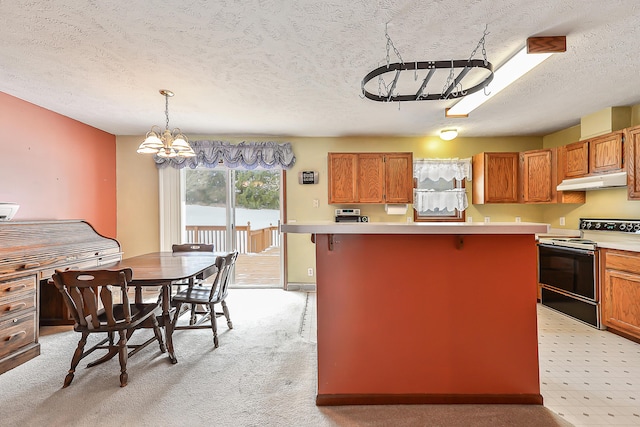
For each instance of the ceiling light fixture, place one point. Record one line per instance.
(537, 50)
(448, 134)
(167, 143)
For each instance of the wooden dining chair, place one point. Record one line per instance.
(92, 299)
(207, 295)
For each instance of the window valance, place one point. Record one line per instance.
(447, 169)
(245, 155)
(433, 200)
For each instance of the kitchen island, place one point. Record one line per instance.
(426, 313)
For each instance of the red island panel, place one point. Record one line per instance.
(426, 319)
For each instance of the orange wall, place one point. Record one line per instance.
(55, 167)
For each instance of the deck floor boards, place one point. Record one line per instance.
(260, 269)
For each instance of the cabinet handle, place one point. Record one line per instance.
(15, 307)
(30, 265)
(15, 336)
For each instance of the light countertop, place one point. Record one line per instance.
(329, 227)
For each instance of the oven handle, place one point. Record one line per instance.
(568, 249)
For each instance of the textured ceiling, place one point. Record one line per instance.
(294, 68)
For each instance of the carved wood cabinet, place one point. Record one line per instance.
(495, 178)
(632, 147)
(537, 176)
(597, 155)
(370, 177)
(540, 174)
(30, 251)
(621, 291)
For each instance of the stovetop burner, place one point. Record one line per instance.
(593, 231)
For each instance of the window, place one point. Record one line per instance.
(439, 189)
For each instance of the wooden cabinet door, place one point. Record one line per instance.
(576, 157)
(399, 178)
(621, 292)
(632, 147)
(370, 178)
(536, 173)
(605, 153)
(342, 177)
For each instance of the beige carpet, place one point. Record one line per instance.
(263, 374)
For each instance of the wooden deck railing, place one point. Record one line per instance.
(248, 240)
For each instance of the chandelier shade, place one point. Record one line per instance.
(166, 143)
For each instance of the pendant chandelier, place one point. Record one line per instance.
(167, 143)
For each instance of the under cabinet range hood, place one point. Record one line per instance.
(595, 182)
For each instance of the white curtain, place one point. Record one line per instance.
(245, 155)
(447, 169)
(430, 199)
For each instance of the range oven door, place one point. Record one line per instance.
(568, 278)
(569, 270)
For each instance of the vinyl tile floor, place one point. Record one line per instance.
(588, 376)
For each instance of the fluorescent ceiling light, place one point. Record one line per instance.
(448, 134)
(510, 71)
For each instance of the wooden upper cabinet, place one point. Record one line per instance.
(632, 147)
(537, 176)
(576, 157)
(342, 177)
(370, 178)
(605, 153)
(399, 177)
(495, 178)
(602, 154)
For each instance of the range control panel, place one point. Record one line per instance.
(620, 225)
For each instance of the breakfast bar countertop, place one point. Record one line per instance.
(329, 227)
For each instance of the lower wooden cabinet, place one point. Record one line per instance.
(621, 291)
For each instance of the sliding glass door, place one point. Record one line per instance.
(237, 210)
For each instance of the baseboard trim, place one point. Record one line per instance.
(426, 399)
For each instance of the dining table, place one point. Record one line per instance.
(165, 269)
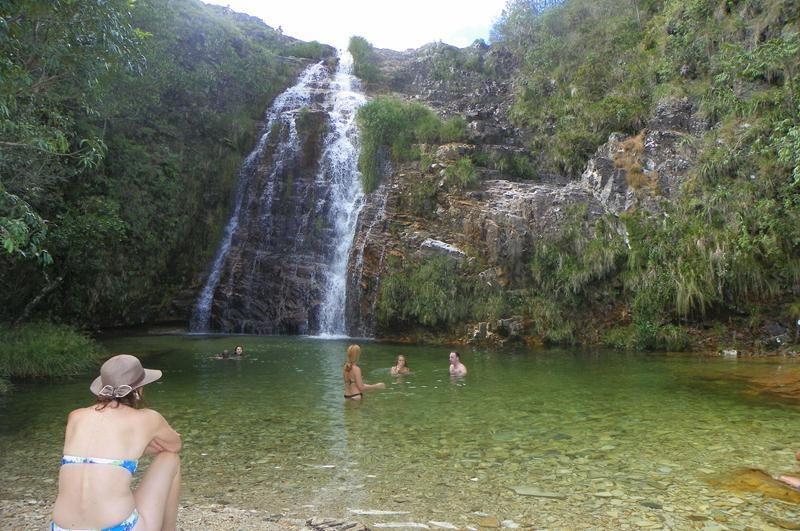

+ + + +

[Job]
How many lines in the data above contain the word "deck"? Case counts; reply with the number only.

[The solution]
2